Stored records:
■ ■ ■ ■

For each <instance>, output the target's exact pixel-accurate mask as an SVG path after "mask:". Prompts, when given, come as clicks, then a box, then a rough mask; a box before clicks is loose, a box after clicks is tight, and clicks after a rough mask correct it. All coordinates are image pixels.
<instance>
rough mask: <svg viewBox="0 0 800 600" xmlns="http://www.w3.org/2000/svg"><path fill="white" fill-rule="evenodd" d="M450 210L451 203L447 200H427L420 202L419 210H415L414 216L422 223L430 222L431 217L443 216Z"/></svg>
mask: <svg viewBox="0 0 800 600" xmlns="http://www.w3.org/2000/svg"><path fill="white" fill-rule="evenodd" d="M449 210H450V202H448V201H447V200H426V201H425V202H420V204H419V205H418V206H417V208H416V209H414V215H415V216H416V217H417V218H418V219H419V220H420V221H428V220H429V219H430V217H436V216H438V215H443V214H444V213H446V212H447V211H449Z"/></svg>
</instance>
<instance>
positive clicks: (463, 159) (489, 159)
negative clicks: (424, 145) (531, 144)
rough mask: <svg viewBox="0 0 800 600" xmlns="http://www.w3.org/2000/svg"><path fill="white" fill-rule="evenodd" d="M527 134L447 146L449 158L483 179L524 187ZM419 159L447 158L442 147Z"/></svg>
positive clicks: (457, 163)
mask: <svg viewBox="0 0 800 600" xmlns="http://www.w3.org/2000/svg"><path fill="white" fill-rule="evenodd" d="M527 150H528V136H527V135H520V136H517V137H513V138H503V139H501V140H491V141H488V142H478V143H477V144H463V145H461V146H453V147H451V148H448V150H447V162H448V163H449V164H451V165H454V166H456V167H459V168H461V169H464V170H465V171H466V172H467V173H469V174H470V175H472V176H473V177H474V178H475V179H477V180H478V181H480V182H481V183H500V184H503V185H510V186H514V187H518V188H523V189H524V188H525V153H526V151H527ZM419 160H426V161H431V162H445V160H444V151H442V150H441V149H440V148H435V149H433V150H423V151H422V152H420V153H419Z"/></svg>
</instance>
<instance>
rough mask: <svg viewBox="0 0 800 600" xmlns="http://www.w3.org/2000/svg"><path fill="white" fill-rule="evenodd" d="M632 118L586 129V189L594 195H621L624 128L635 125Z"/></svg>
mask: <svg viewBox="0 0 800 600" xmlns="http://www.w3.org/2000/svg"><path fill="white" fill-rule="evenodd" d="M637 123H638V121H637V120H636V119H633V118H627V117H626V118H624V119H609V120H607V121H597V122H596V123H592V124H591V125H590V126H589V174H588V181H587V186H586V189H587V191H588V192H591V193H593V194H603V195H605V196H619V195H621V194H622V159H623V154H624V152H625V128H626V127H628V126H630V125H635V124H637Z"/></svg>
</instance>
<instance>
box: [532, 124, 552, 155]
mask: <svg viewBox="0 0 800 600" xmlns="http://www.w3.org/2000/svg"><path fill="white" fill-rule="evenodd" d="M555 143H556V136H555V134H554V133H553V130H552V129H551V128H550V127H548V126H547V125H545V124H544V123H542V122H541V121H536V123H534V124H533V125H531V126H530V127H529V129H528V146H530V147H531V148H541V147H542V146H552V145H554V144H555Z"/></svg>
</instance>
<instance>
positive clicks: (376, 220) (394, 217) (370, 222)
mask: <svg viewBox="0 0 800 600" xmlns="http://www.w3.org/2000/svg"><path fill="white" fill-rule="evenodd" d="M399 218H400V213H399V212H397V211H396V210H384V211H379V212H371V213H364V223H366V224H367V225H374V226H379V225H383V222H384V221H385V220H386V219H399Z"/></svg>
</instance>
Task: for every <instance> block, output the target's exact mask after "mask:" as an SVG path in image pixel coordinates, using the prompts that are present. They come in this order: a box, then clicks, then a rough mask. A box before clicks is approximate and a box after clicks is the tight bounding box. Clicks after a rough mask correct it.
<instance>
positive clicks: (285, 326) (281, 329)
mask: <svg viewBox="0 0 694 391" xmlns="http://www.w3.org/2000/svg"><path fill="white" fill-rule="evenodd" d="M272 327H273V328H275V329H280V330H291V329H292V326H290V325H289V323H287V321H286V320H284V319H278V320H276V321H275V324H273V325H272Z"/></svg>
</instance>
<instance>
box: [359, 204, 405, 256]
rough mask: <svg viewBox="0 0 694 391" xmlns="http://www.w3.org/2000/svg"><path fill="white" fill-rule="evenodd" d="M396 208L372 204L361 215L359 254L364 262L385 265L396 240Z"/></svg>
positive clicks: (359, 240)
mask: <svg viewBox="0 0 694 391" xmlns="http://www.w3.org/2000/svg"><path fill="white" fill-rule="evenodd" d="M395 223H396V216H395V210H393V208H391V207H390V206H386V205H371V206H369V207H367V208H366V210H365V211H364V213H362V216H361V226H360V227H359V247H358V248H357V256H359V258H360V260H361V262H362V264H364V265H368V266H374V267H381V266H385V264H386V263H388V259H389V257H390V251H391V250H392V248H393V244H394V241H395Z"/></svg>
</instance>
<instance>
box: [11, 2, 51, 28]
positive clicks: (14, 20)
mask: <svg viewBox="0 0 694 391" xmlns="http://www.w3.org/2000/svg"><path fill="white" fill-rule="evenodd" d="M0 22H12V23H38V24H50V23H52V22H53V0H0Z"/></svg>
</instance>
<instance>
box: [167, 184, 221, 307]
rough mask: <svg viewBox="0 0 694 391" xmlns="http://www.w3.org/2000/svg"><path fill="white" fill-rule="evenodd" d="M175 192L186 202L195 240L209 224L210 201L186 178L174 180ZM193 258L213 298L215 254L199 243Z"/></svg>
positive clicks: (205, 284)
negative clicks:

■ ■ ■ ■

• **What you should do**:
Identify the lines above with the word "tight". Copy them.

• **Completed exercise**:
For each <instance>, output the target's exact pixel-accurate mask as an SVG path after "mask:". Prompts, when given, come as clicks, then a box, then a rough mask; a box before clicks is loose, a box after clicks is tight, and clicks after a rough mask correct it. All coordinates are image pixels.
Task: for every <instance> block, output the target's exact mask after "mask:" as an SVG path in image pixel coordinates, using the prompts that are present. They come in this order: a box, then clicks, then a rough mask. A box before clicks is approximate and a box after clicks is the tight bounding box. Clicks after a rough mask correct it.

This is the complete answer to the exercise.